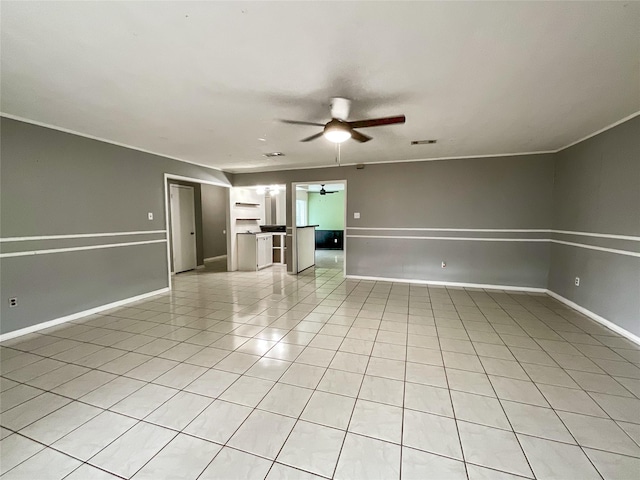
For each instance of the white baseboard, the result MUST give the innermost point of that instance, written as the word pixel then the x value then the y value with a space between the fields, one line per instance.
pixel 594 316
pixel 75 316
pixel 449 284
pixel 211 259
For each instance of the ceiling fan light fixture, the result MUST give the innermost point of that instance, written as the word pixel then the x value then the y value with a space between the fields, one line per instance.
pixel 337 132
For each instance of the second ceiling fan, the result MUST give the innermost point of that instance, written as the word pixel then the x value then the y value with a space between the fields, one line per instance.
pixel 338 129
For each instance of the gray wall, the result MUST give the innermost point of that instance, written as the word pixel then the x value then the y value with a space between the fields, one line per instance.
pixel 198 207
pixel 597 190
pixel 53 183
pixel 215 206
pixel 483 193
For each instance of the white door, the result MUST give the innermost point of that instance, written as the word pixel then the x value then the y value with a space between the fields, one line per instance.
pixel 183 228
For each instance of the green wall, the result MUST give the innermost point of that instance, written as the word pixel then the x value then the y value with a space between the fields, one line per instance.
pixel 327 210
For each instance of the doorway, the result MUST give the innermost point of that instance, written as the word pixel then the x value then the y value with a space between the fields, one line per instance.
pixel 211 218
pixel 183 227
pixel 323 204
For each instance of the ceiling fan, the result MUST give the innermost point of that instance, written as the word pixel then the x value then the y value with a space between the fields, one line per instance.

==

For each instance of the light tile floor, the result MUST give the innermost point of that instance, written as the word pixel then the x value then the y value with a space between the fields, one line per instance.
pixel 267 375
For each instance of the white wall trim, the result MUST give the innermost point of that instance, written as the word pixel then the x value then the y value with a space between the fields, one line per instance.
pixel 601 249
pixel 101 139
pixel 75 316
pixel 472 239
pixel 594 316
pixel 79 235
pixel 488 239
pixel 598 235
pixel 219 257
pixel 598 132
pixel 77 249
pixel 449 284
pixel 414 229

---

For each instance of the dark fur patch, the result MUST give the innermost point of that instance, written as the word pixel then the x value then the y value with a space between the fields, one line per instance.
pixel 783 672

• REQUEST:
Please express the entries from the line with "For each instance of the doorway, the" up to and including the line with "pixel 323 204" as a JSON list of strings, one string per line, with blank lines left out.

• EXPECTED OUTPUT:
[
  "For each instance of the doorway, the result MUST give the innermost point of that instance, written as the word pixel then the x value then the y value with a space between the fields, one line per instance.",
  "pixel 211 218",
  "pixel 183 227",
  "pixel 323 204"
]